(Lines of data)
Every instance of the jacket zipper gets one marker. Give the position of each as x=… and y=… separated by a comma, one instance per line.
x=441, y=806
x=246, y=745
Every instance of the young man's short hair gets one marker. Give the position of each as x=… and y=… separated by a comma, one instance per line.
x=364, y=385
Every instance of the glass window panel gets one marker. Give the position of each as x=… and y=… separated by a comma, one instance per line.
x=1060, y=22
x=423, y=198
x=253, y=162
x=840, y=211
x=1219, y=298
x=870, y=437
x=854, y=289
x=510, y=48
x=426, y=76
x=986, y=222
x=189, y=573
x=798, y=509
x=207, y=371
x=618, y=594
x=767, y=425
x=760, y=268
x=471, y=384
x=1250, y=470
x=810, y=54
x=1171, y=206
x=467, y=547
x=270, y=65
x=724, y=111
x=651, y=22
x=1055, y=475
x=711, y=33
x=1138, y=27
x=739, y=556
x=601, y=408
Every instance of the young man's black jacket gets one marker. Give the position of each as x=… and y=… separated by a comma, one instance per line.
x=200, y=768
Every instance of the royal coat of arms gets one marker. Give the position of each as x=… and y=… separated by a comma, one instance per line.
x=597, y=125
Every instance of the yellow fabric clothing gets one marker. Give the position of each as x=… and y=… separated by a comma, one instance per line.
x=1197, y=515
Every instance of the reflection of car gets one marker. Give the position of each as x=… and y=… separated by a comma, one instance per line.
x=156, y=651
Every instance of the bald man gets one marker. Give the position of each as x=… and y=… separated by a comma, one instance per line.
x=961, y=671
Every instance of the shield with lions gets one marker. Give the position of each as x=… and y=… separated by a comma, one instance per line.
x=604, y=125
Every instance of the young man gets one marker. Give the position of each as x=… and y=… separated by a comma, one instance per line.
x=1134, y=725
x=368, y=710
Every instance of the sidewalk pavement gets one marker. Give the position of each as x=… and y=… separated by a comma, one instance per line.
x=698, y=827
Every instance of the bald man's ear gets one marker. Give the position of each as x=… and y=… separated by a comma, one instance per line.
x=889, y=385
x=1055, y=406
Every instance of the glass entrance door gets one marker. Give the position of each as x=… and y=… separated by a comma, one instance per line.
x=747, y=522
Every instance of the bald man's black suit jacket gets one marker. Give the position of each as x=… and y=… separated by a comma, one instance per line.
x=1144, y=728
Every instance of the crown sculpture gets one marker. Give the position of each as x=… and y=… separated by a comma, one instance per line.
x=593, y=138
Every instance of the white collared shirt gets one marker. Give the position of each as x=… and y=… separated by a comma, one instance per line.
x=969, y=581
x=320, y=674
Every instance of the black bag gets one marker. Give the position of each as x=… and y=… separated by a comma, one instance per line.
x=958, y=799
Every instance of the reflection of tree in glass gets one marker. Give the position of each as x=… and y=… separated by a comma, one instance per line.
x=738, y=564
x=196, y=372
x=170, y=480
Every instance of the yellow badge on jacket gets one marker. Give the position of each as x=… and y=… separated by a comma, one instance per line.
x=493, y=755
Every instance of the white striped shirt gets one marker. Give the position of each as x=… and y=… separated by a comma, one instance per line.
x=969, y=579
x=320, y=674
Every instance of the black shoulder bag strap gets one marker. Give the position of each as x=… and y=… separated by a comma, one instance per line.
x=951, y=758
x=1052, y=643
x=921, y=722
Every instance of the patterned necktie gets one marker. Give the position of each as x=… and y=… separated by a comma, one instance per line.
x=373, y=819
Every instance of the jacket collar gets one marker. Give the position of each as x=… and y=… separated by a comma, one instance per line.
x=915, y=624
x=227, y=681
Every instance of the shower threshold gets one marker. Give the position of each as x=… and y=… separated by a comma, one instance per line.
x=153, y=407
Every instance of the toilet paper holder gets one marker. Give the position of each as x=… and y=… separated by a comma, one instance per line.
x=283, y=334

### GOAL
Starting at the line containing "Every instance of the bald man's black" and continuing through the end of the data, write out every line again, including the requests. In the answers, add -99 to each x and y coordinate.

### SOLVED PROBLEM
Every instance of the bald man's black suit jacket gets one marker. Give the position of each as x=… and y=… separated by a comma, one instance per line.
x=1045, y=629
Every instance of the crown sculpture gets one marker. Give the position of each as x=… and y=… separated by a comma, one instance per line.
x=494, y=39
Every instance of the white collared shirt gets one marker. Give the position of each as x=… and y=… separated by a comma, one instance per line.
x=870, y=482
x=221, y=575
Every instance of the black bag gets one marker. Give the position of each as x=… and y=… separated by a comma, one instance per line.
x=859, y=700
Every instance of the reflection of tree in glass gets one marker. Give the position of each as x=… and y=… separated by a comma, one instance per line.
x=639, y=465
x=97, y=273
x=71, y=381
Every instance of the yellow badge on jacket gets one marker. Give the position of each as x=… and y=… separated by a comma, one instance per line.
x=394, y=656
Every instance of the white striped shirt gets one marker. Give the position of each as x=… and y=… separated by a comma, one instance per line.
x=870, y=480
x=221, y=575
Every instance of the black shoulder bag strap gets one marker. Give the position of each as x=… and y=… separated by a comma, one instance per line.
x=852, y=659
x=953, y=544
x=822, y=623
Every instance of the patterned necktie gets one marker. Give the position of each as x=… and y=… separated by a comma, one instance per line.
x=274, y=720
Every instance of the jacket collar gets one marker. Give the position of each as x=… and y=… separated by a comma, one instance per line.
x=816, y=525
x=128, y=582
Every instance of the shower threshold gets one marker. Give the position of each as x=… and y=… separated by a comma, one instance per line.
x=54, y=308
Every instance of the toilet paper holder gets one marker. Give the position of each as x=… and y=… separated by a comma, one instance per line.
x=184, y=235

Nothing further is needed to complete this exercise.